● TASK STATEMENT:
Beginning with the line where "of the large" appears, restate the lines word for word through the last one in the listing.

● RECORDS PROVIDED:
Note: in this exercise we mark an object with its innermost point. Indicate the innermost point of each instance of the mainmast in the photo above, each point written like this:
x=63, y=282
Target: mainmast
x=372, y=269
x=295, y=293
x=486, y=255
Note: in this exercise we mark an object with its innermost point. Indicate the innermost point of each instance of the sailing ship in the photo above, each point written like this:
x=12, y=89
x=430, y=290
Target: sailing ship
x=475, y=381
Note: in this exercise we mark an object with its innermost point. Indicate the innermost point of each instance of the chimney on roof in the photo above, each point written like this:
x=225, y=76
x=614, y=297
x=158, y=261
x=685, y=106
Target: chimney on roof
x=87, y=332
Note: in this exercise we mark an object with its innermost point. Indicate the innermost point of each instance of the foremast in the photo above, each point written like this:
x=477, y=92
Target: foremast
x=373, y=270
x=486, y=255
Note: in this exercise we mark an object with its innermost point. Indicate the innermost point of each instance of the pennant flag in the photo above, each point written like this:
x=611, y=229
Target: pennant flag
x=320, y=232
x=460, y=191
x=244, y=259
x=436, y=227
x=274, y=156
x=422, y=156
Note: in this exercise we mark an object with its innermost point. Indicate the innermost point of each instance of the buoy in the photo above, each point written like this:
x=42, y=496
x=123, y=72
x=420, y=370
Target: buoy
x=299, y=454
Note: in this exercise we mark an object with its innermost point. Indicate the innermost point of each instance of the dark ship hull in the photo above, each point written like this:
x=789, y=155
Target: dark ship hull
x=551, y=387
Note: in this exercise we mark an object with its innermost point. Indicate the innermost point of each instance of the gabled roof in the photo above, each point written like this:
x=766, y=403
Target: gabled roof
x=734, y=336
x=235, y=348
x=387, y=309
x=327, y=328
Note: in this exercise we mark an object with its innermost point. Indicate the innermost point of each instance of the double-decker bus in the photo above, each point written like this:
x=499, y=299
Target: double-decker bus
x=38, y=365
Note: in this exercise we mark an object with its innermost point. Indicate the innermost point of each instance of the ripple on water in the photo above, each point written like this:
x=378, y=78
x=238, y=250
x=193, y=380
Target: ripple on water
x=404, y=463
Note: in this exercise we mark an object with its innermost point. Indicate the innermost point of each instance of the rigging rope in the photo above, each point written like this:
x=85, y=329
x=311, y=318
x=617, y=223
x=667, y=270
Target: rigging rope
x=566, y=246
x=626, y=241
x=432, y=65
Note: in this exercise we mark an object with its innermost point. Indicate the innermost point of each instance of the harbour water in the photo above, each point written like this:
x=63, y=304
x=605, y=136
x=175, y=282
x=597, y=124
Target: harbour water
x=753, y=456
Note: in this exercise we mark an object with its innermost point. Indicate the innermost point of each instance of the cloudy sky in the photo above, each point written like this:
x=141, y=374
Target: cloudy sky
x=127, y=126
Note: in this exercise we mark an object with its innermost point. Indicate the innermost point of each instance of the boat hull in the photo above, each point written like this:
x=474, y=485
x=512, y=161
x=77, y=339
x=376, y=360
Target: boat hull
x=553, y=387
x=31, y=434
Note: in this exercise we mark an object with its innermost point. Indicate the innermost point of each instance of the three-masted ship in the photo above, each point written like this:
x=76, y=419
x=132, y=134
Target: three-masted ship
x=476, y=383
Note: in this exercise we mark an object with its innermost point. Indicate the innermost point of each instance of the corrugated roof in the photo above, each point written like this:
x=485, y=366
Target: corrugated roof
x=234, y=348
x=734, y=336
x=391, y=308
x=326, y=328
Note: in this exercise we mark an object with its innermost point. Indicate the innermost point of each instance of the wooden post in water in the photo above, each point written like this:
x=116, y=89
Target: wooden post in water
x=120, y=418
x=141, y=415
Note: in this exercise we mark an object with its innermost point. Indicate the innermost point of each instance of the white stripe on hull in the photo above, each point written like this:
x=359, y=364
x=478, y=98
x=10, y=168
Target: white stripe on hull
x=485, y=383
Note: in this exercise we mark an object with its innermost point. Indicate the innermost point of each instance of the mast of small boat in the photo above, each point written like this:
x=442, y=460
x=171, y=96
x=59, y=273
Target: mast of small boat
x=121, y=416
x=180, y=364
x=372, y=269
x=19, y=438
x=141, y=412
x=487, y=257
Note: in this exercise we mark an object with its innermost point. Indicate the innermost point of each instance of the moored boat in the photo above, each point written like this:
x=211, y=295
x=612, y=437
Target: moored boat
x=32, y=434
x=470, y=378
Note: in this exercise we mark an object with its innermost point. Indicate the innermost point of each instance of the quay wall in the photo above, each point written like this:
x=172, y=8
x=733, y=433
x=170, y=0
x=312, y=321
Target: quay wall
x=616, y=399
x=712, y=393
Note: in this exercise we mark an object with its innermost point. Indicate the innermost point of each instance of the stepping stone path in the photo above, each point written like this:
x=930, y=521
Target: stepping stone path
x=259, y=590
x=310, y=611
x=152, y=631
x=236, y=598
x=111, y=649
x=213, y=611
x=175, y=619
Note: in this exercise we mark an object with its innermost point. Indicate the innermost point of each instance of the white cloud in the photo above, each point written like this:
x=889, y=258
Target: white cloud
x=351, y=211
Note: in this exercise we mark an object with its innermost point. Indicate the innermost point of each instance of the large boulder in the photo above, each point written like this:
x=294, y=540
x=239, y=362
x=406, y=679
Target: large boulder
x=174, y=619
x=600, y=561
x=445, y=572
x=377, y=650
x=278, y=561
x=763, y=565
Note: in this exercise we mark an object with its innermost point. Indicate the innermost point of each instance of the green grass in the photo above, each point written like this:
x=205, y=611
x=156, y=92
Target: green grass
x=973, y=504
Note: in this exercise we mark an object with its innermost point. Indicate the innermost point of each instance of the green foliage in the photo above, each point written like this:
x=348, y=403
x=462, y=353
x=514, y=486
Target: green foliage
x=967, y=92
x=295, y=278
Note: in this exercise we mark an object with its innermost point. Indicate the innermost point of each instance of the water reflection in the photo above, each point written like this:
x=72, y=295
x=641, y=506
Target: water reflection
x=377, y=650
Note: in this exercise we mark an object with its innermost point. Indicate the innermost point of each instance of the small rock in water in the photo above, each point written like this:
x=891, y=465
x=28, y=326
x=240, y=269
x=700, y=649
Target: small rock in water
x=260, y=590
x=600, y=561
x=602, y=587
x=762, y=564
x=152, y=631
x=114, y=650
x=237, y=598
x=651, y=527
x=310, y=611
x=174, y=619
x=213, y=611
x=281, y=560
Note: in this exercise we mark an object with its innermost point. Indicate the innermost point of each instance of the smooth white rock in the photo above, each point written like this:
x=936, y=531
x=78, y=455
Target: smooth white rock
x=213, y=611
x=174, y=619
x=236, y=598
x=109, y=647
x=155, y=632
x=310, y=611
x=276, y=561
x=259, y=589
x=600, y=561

● SOLUTION TO THE EXERCISE:
Note: in this exercise we mark an object with its innermost point. Indicate the innermost point of each instance of the large boulder in the photo above, each point written like this:
x=294, y=540
x=239, y=362
x=406, y=679
Target: large boulder
x=174, y=619
x=600, y=561
x=445, y=572
x=377, y=650
x=278, y=561
x=763, y=565
Note: in this exercise we mark an object with its innermost point. Indicate the innermost point of each instance of the green grass in the photo above, each point written like this:
x=205, y=611
x=156, y=92
Target: green grass
x=973, y=504
Note: in this exercise we mark an object with its innermost point. Indicate the innermost point of each instance of the green foliage in the photo above, each point written like this:
x=348, y=403
x=462, y=353
x=514, y=486
Target: green foliage
x=967, y=92
x=295, y=278
Note: in this exercise we mark an object with its innermost point. Indicate the innermost point of each instance of the water reflection in the photo above, each point written like this:
x=72, y=295
x=641, y=506
Target: water reflection
x=377, y=650
Note: in this exercise we mark an object with its innermost point. Indicate the innermost point of each instance of the small rock in water in the photo above, each point written like this:
x=891, y=465
x=28, y=326
x=240, y=269
x=700, y=649
Target: small rock in water
x=260, y=590
x=600, y=561
x=602, y=587
x=762, y=564
x=152, y=631
x=114, y=650
x=237, y=598
x=651, y=527
x=310, y=611
x=174, y=619
x=213, y=611
x=281, y=560
Note: in this exercise we mark an object with its innermost point. Indicate the innermost point of each instance of the smooth white rock in the photo above, each point written like this:
x=936, y=531
x=78, y=455
Target: smooth white rock
x=213, y=611
x=174, y=619
x=236, y=598
x=109, y=647
x=155, y=632
x=310, y=611
x=276, y=561
x=259, y=589
x=600, y=561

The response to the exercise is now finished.